Tolleranza catastale riconfinamento su mappa d'impianto

Ciao Fausto e Roberto,
Io non sono del tutto d’accordo con quanto da voi detto, ovviamente è sempre difficile generalizzare,
Se un tecnico viene chiamato per determinare un confine di impianto dove nelle vicinanze è presente un muretto di 30 cm. è stabilire la sua posizione rispetto allo stesso, questo ha molti elementi da indagare prima di dare una risposta al committente: quale dei confinanti ha realizzato l’opera, l’epoca di costruzione del manufatto, eventuali elaborati grafici allegati ai permessi edilizi, elementi presenti sul posto, eventuali testimonianze di vicini confinanti.
In questi casi (quando possibile) è bene operare in contraddittorio con le parti o meglio (purtroppo non sempre è un bene , dipende dal collega) con il tecnico di controparte.

Dettagli dell'esercizio.
Prosegua il testo sul riconfinamento su mappa d'impianto, riprendendo subito dopo l'ultima frase riportata.

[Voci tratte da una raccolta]
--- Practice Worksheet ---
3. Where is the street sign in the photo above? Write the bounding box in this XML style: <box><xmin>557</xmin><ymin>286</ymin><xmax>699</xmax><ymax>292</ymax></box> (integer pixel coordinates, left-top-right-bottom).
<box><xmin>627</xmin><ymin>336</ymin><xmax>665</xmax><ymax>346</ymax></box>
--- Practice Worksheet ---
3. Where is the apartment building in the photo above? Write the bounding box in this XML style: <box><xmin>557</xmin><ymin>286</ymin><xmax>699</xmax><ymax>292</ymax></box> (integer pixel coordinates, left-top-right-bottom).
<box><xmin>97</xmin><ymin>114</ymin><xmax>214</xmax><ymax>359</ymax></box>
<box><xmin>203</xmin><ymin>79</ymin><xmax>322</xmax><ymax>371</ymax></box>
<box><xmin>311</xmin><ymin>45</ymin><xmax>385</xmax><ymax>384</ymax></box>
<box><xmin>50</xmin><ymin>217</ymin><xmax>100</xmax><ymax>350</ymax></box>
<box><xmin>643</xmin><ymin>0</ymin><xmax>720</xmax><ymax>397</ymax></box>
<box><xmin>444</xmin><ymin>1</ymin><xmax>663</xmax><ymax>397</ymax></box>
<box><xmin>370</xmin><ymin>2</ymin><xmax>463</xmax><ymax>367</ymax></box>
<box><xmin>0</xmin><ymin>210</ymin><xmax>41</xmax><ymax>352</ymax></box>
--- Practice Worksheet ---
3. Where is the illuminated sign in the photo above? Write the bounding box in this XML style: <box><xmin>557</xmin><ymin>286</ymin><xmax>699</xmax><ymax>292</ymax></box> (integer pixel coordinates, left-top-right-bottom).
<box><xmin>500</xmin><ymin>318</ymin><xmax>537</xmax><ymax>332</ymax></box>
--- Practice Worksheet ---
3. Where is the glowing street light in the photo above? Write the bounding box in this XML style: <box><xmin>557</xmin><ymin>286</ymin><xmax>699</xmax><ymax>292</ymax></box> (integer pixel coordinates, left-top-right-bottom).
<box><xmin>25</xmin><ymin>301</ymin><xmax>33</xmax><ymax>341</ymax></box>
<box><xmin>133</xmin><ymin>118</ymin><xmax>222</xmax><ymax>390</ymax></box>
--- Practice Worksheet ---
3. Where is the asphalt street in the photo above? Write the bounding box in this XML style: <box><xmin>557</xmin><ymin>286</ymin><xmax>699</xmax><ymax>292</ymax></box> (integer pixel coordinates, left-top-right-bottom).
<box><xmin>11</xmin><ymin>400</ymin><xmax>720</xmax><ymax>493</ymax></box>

* * *

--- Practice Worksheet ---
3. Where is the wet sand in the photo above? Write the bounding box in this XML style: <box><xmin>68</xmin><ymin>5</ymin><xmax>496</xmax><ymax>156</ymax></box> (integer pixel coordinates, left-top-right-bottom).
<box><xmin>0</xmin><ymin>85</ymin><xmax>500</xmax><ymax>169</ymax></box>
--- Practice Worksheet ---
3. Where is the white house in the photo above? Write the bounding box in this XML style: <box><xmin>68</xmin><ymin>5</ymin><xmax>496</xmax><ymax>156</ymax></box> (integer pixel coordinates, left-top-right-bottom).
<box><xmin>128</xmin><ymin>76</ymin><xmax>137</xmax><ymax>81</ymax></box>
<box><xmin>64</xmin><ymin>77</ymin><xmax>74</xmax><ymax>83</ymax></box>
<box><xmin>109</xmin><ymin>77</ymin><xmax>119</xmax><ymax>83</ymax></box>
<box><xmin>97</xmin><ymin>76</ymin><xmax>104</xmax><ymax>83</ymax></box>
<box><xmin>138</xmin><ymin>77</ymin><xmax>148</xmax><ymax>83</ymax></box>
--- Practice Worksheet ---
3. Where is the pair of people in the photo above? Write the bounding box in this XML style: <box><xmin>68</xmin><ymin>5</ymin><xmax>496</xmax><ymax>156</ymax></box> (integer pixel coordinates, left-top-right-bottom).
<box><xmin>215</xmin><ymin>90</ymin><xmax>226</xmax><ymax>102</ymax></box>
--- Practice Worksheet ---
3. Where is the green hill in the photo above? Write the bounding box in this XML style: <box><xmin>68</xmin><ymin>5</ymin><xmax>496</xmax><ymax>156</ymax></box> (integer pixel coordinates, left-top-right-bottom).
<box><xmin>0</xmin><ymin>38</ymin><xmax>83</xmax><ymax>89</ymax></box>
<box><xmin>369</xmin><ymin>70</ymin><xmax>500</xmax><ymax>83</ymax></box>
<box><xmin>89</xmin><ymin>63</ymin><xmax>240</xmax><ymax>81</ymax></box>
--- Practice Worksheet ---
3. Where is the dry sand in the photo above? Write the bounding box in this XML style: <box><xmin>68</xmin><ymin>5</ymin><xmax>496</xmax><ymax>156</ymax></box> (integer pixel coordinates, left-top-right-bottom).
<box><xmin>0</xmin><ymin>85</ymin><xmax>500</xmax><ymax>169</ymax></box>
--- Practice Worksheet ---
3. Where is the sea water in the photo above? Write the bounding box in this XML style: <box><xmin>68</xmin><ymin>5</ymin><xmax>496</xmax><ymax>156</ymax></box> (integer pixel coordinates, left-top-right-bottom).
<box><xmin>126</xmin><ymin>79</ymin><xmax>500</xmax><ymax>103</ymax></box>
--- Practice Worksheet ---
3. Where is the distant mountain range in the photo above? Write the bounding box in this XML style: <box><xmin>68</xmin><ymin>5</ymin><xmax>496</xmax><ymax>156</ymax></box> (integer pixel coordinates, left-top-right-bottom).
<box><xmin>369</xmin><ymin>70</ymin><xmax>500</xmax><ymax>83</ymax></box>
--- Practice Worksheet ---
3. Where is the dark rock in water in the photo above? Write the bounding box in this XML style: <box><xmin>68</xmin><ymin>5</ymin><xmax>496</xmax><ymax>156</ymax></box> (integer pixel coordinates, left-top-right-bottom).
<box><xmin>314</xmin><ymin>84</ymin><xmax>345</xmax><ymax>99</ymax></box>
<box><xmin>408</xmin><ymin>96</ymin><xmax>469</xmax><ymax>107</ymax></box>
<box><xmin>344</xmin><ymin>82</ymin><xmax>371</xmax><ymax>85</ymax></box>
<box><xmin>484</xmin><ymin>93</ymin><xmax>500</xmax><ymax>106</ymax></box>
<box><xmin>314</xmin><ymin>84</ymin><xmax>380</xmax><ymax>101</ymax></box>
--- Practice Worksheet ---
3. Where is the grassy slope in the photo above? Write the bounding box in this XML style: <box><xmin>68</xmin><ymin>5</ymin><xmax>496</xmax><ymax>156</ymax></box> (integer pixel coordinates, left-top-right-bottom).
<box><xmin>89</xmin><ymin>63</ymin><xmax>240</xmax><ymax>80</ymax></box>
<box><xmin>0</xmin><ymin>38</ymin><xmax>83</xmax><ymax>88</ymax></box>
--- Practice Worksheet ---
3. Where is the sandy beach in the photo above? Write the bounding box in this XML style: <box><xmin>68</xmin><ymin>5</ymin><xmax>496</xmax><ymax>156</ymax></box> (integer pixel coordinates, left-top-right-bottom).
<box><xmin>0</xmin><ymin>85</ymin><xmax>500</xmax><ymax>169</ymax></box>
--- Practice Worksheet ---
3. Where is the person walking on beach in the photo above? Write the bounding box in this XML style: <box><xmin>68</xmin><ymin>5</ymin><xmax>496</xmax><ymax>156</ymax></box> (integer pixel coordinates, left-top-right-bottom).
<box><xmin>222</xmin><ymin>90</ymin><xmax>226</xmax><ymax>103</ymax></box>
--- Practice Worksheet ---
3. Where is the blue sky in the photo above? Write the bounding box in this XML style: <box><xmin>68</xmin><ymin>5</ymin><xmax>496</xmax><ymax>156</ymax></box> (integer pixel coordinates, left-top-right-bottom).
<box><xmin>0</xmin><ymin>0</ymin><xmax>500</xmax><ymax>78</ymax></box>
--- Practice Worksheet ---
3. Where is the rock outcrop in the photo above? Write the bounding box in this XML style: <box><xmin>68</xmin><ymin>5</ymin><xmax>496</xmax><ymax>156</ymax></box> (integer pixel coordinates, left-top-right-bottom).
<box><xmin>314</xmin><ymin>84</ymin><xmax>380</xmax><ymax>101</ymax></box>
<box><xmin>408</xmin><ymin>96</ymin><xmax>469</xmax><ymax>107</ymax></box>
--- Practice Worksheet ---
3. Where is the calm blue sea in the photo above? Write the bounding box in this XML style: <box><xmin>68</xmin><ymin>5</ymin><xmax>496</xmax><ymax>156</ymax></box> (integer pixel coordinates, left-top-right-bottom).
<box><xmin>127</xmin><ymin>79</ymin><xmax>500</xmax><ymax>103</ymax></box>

Risposta all'esercizio.
Quindi, sulla base delle risultanze, e dopo una verifica topografica, quasi sempre indispensabile (qui è d’obbligo utilizzare le corrette tecniche ormai ben conosciute), può ragionevolmente arrivare alla definizione del confine,
Dico questo perché mi sembra un poco azzardato far passare il messaggio che viste le incertezze presenti nelle mappe, quando veniamo chiamati a determinare questi confini è meglio rinunciare all’incarico .
Un saluto

Ciao Roberto, Fausto e Sergio.

Concordo con questa affermazione di Sergio, e non capisco come due tecnici preparati come voi, Fausto e Roberto, siate disposti a rinunciare all’incarico solo per il fatto che la ricostruzione di un confine da mappa sia affetta da incertezza (sempre ovviamente che la ricostruzione da mappa si renda necessaria per mancanza di qualsiasi altro elemento, come recita l’art. 950 del codice civile).

Vi dico questo riprendendo anch’io i punti sollevati da Roberto e condivisi da Fausto.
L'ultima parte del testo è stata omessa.